| Short problem |
Copy everything from the line containing "Where can you spot the black trousers" down to the end of the records below, swapping "blonde hair" for "fair hair" and keeping every other part the same.

| Stored records |
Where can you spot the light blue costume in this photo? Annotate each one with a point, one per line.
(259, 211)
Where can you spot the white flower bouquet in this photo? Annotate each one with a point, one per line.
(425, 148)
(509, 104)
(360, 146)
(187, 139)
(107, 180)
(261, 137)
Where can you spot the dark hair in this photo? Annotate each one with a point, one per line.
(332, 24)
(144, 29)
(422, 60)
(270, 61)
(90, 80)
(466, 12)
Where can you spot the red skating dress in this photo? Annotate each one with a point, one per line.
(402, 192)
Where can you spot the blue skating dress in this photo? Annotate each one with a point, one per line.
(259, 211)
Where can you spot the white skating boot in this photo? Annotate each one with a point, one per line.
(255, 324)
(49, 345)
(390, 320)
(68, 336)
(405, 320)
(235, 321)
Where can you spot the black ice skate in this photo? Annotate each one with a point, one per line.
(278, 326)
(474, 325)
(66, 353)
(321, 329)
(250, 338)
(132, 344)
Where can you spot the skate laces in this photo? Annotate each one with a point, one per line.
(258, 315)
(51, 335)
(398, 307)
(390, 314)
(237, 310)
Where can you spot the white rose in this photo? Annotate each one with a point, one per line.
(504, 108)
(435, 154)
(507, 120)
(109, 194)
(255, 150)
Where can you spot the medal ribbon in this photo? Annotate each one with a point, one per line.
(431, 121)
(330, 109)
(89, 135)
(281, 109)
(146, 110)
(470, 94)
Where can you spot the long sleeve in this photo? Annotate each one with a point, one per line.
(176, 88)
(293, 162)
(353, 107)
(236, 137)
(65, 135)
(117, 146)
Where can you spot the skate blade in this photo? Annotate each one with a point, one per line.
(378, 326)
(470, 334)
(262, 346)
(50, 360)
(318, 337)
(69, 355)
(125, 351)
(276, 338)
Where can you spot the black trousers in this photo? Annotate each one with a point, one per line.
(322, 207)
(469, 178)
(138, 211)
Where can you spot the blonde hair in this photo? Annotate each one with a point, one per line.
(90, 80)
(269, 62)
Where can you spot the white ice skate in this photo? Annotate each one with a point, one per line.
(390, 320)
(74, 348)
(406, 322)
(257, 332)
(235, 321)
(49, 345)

| Problem solution |
Where can you spot the black trousers in this photo? Annotate each one with a point, one per line.
(322, 207)
(469, 178)
(138, 211)
Where can you spot the fair hair in this photo? Annotate each one with a point, one per line.
(90, 80)
(269, 62)
Where can you spot the white ice skate in this photo? Annotate each one with a point, one per line.
(390, 320)
(74, 348)
(406, 322)
(257, 332)
(235, 321)
(49, 345)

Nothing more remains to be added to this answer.